### WHAT TO WORK ON
Please count the rows below that contain the string "woman", treating uppercase and lowercase as different, and reply with the number alone.

====== DATASET ENTRIES ======

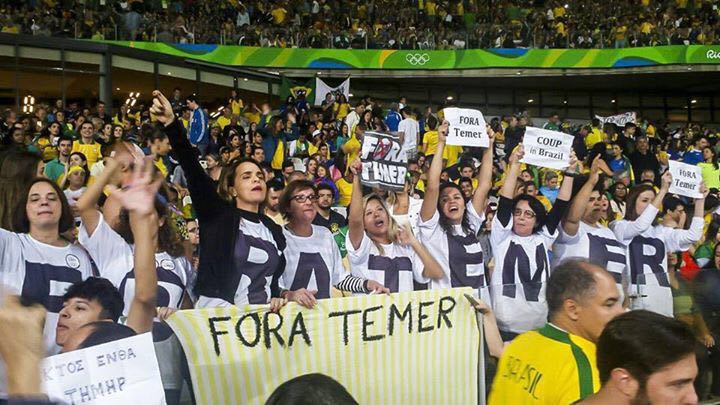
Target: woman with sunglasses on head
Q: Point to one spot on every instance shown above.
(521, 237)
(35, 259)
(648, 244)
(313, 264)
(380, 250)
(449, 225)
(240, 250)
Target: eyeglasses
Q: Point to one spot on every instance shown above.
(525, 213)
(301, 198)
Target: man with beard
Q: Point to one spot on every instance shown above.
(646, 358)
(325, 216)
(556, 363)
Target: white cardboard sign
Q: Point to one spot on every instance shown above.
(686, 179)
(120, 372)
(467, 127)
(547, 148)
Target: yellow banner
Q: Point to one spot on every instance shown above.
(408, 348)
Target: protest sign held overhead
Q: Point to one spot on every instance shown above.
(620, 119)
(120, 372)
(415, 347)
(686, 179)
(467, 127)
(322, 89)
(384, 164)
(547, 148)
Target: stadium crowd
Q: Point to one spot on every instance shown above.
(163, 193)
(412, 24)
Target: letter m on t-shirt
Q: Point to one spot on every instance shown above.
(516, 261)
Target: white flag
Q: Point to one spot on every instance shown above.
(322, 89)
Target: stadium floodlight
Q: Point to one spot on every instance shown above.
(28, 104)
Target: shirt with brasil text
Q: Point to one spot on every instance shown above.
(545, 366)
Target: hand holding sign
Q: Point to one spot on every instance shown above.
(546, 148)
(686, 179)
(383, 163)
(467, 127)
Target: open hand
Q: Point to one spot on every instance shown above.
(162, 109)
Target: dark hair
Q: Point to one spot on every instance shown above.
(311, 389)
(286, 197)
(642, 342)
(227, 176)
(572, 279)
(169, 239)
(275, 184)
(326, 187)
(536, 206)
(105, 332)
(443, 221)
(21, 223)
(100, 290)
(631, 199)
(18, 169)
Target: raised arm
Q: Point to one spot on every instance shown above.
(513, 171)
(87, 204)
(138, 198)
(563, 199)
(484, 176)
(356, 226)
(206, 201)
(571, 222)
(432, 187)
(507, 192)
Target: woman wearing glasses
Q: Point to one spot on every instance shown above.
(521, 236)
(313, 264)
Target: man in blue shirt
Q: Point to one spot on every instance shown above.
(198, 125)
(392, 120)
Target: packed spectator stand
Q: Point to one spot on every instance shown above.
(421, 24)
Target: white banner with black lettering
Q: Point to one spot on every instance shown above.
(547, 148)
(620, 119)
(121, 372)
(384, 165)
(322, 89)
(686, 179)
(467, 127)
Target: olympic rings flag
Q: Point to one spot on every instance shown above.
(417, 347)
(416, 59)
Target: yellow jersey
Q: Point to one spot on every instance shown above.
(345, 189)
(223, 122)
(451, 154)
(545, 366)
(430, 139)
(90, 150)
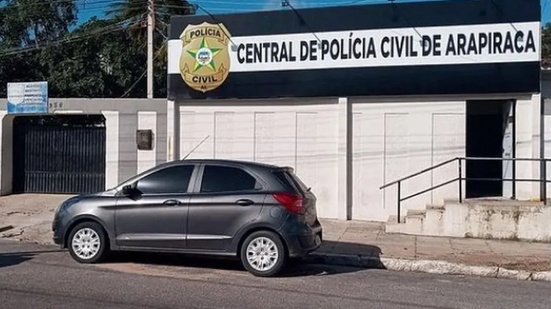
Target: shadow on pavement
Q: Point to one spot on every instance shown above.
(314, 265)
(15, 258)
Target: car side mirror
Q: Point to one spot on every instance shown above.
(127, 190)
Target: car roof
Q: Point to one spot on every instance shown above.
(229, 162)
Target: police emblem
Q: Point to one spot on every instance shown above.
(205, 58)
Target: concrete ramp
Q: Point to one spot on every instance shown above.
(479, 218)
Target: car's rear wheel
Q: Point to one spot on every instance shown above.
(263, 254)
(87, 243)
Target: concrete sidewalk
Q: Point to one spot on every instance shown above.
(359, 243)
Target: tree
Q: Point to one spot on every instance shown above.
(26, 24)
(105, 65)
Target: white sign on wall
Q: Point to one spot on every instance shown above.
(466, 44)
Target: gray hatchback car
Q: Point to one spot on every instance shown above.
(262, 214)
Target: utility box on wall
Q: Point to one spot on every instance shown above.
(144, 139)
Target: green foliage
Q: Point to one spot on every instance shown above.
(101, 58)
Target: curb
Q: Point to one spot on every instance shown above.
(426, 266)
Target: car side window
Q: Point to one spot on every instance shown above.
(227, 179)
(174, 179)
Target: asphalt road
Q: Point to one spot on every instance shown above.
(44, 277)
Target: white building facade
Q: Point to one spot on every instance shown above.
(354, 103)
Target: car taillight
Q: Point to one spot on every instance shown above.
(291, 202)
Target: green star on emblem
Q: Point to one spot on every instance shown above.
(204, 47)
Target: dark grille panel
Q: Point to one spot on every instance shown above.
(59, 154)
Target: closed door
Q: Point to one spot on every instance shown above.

======
====== DATASET ENTRIES ======

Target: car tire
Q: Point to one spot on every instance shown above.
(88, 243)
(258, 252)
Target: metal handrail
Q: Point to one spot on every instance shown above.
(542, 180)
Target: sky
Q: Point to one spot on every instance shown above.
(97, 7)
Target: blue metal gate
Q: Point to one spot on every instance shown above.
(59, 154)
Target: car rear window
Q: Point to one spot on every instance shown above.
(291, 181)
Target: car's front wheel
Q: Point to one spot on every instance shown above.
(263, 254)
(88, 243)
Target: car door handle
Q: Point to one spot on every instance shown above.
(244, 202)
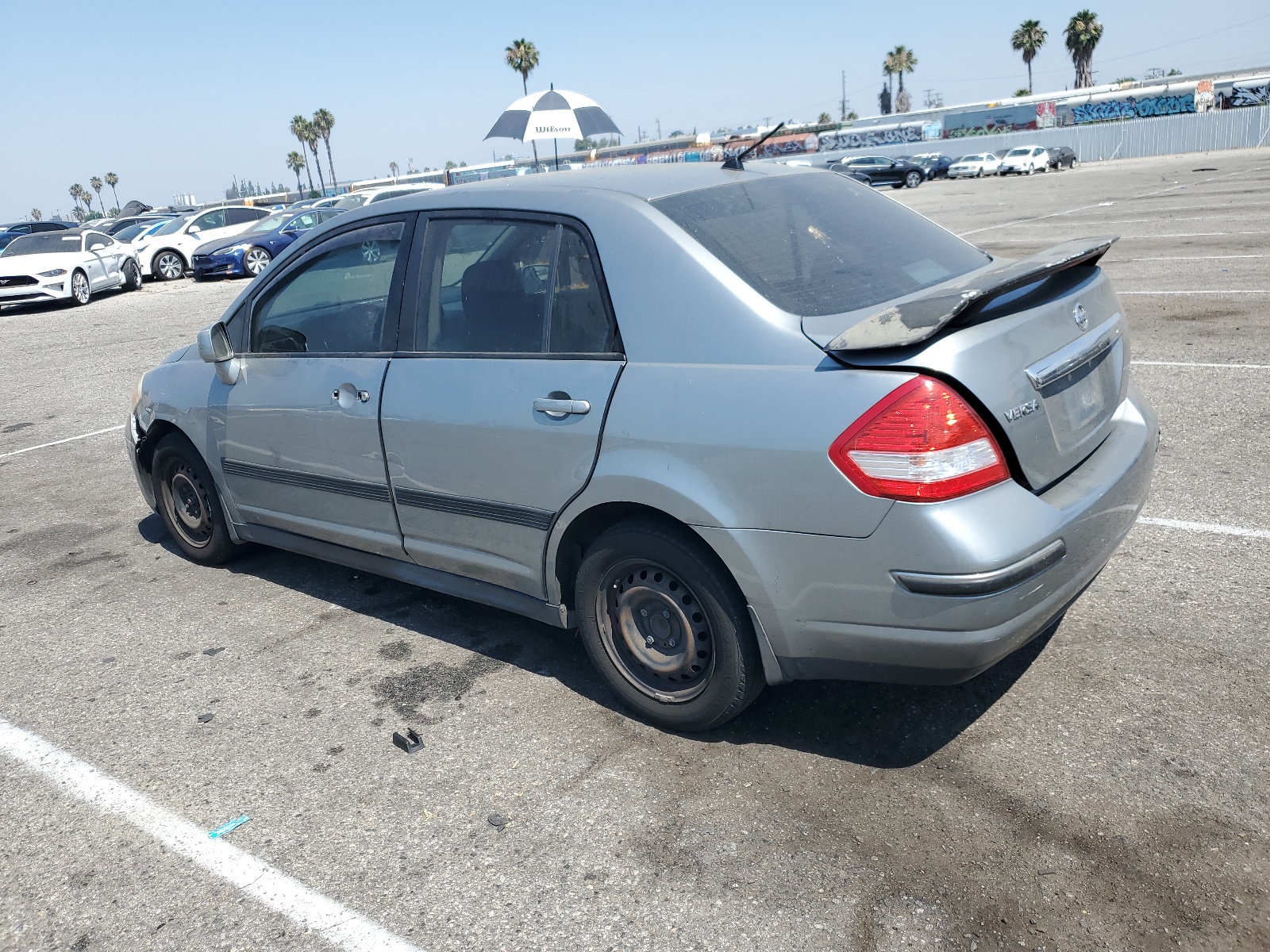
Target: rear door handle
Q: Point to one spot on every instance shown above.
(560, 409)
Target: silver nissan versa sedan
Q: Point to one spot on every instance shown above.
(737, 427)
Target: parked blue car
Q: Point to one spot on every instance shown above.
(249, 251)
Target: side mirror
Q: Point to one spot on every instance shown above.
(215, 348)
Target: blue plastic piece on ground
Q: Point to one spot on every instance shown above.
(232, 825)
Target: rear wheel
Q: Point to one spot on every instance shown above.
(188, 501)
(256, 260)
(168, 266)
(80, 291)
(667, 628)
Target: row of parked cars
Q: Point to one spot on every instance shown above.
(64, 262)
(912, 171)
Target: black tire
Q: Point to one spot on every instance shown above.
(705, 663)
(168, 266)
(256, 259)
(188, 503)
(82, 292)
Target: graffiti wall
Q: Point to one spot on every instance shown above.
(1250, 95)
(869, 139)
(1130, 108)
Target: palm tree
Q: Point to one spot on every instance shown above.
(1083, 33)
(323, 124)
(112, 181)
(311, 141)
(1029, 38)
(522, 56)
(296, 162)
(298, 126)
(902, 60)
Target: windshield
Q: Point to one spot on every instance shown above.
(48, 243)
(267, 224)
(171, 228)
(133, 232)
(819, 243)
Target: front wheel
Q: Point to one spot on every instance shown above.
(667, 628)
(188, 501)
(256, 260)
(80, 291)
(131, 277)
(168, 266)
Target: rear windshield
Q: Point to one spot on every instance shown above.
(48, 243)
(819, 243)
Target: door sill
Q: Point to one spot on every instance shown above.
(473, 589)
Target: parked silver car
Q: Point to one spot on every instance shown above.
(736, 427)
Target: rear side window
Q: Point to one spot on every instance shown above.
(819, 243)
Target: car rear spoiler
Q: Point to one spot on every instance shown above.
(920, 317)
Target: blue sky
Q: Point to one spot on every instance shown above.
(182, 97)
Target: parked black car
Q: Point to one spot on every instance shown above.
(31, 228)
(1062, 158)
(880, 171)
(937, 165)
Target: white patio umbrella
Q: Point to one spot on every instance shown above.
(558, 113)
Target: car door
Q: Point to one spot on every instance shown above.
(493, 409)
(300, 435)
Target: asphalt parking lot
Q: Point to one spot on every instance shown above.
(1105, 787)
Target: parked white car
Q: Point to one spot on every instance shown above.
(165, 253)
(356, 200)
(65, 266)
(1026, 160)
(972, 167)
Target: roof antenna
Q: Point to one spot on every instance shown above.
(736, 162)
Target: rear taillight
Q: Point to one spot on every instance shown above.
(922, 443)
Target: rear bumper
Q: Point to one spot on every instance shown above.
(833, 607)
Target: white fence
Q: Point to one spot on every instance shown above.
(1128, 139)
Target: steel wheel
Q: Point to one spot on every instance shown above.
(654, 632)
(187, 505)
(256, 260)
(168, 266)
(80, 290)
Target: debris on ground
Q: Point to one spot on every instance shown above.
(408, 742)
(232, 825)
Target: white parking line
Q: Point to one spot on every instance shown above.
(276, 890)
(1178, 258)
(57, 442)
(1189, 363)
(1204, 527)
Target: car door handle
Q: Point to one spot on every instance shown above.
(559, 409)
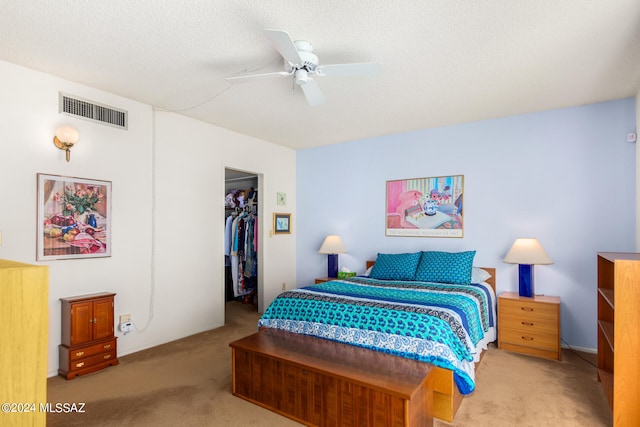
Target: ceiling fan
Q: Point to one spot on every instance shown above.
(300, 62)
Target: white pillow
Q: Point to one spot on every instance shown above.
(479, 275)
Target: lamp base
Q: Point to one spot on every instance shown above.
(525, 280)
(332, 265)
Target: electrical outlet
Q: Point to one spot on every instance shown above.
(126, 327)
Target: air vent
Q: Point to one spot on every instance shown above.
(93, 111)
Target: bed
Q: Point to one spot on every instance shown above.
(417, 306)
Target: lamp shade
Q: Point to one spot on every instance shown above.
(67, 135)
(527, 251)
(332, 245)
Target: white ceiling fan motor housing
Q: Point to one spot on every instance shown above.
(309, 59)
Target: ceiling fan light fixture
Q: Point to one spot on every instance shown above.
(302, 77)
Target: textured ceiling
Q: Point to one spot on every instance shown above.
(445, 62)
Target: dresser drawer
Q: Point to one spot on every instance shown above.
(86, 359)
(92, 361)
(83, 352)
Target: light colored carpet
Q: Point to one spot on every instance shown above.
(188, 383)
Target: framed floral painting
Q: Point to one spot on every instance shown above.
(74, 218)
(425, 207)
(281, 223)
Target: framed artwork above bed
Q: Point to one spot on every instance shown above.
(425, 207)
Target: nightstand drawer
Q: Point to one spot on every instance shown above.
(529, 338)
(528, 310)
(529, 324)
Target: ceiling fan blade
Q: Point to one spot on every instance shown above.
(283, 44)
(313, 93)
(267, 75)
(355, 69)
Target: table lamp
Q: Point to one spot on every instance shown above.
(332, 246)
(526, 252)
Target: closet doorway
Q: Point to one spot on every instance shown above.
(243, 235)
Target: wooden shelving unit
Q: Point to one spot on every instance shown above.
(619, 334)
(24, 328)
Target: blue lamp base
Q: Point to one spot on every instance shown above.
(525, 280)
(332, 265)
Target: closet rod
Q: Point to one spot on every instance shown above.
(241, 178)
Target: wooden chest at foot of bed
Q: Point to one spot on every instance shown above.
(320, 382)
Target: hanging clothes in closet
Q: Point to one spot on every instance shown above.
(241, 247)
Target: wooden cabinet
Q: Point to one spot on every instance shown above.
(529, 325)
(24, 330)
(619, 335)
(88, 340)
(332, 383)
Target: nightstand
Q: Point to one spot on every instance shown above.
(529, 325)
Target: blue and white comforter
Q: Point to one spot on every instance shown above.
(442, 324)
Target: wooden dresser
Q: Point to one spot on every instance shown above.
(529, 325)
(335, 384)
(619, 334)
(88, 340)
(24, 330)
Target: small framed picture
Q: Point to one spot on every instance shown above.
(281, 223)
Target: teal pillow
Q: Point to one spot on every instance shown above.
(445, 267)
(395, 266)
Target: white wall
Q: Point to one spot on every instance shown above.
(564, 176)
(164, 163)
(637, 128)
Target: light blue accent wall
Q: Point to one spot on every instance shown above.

======
====== DATASET ENTRIES ======

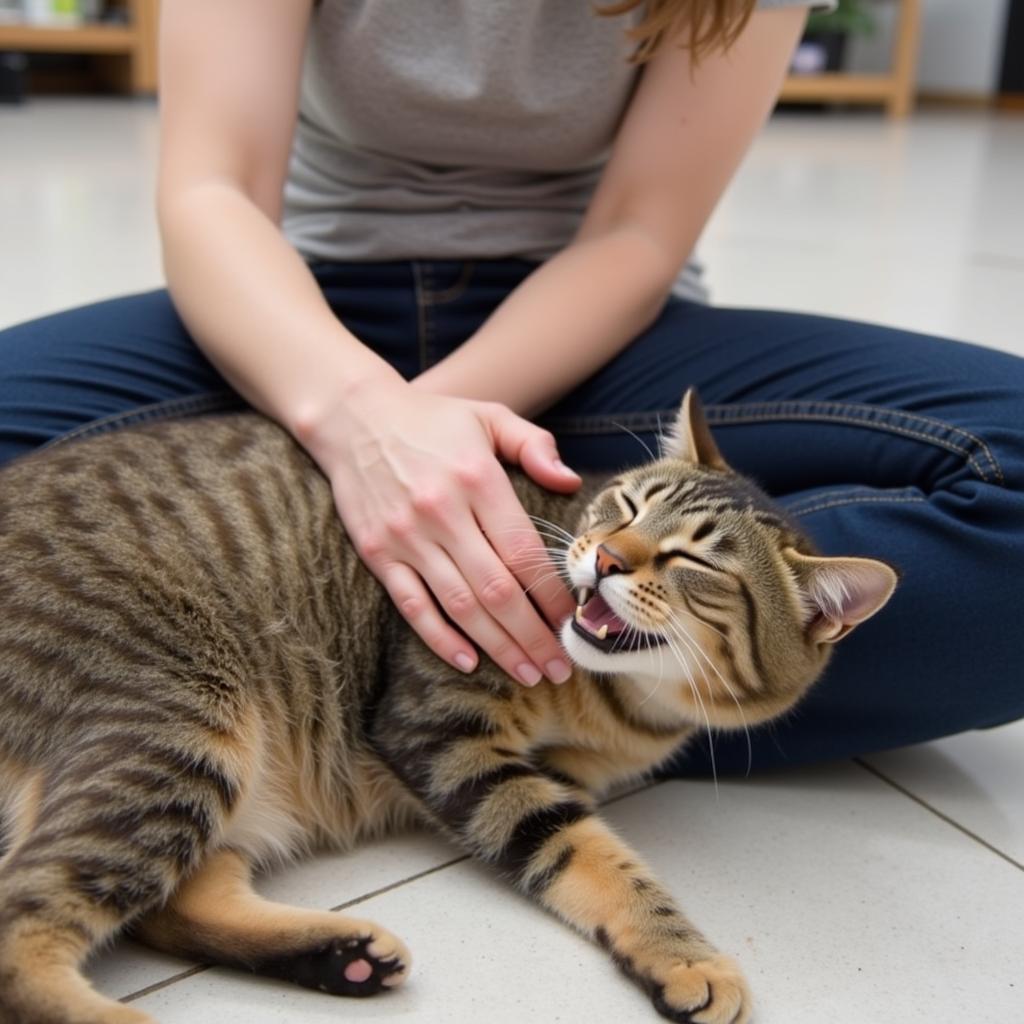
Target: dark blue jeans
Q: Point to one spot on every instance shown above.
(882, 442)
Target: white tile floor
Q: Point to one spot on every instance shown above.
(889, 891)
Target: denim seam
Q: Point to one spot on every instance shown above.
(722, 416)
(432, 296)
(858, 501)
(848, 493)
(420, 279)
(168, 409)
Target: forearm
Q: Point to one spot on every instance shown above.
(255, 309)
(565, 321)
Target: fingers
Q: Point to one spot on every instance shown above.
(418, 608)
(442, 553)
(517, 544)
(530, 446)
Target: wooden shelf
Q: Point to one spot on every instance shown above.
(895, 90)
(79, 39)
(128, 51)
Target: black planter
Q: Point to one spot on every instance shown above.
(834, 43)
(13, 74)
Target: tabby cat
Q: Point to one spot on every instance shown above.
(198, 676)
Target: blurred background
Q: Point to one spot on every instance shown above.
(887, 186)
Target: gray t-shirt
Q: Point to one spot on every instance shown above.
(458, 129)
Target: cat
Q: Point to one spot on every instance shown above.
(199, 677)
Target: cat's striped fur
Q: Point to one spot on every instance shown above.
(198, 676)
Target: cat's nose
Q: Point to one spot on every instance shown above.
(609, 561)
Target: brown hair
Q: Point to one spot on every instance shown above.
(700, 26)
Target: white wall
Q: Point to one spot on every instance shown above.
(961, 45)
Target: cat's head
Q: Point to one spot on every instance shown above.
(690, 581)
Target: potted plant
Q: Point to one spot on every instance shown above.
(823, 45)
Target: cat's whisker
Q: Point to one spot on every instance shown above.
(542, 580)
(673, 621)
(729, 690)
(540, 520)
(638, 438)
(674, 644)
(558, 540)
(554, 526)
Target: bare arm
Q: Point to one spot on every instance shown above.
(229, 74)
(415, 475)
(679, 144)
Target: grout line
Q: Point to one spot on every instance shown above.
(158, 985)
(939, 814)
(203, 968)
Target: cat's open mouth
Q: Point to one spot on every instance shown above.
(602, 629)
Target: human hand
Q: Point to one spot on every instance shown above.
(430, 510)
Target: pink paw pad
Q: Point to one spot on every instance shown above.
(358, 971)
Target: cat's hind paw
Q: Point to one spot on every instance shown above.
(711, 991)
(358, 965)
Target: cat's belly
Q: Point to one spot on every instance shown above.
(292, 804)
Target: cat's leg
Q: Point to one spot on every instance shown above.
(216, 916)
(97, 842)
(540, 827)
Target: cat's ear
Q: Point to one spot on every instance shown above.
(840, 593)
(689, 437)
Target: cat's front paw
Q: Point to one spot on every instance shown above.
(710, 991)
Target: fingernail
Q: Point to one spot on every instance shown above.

======

### COMPLETED EXERCISE
2